** Given passage follows **

A Monsanto Corporation official told the New York Times that the corporation should not have to take responsibility for the safety of its genetically engineered food products. “Monsanto should not have to vouchsafe the safety of biotech food,” said Phil Angell, Monsanto’s director of corporate communications. “Our interest is in selling as much of it as possible. Assuring its safety is the FDA’s job.” It would be nice to think the FDA can be trusted with these matters, but Monsanto has succeeded in insuring that government regulatory agencies let it do as it wishes.
• Prior to being one of the Supreme Court Judges who put GW Bush in office, Clarence Thomas was Monsanto’s lawyer.
• US Secretary of Agriculture Anne Veneman was on the Board of Directors of Monsanto’s Calgene Corporation.
• Secretary of Defense Donald Rumsfeld was on the Board of Directors of Monsanto’s Searle pharmaceuticals.
• US Secretary of Health, Tommy Thompson, received $50,000 in donations from Monsanto during his winning campaign for Wisconsin’s governor.
• The two congressmen receiving the most donations from Monsanto during the last election were Larry Combest (Chairman of the House Agricultural Committee) and Attorney General John Ashcroft.

In order for the FDA to determine if Monsanto’s bovine growth hormones were safe or not, Monsanto was required to submit a scientific report on that topic. Margaret Miller, one of Monsanto’s researchers put the report together. Shortly before the report submission, Miller left Monsanto and was hired by the FDA. Her first job for the FDA was to determine whether or not to approve the report she wrote for Monsanto. In short, Monsanto approved its own report. Assisting Miller was another former Monsanto researcher, Susan Sechen. Deciding whether or not rBGH-derived milk should be labeled fell under the jurisdiction of another FDA official, Michael Taylor, who previously worked as a lawyer for Monsanto.

** End of Given passage **
** Information supplied follows **

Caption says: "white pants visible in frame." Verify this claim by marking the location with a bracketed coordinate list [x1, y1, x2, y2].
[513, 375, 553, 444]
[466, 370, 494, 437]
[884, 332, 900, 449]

** End of Information supplied **

## Parts of the exercise
[A] Answer the following from the Monsanto passage:
(i) What position did Phil Angell hold at Monsanto?
(ii) On the board of which Monsanto company did Donald Rumsfeld serve?
(iii) Who assisted Margaret Miller at the FDA?
[B] Reproduce the Monsanto passage word for word, beginning at the words "A Monsanto Corporation" and stopping after "as it wishes.".
Draw only on the Monsanto passage when responding.

## Written responses
[A]
(i) Director of corporate communications
(ii) Searle pharmaceuticals
(iii) Susan Sechen

[B]
A Monsanto Corporation official told the New York Times that the corporation should not have to take responsibility for the safety of its genetically engineered food products. “Monsanto should not have to vouchsafe the safety of biotech food,” said Phil Angell, Monsanto’s director of corporate communications. “Our interest is in selling as much of it as possible. Assuring its safety is the FDA’s job.” It would be nice to think the FDA can be trusted with these matters, but Monsanto has succeeded in insuring that government regulatory agencies let it do as it wishes.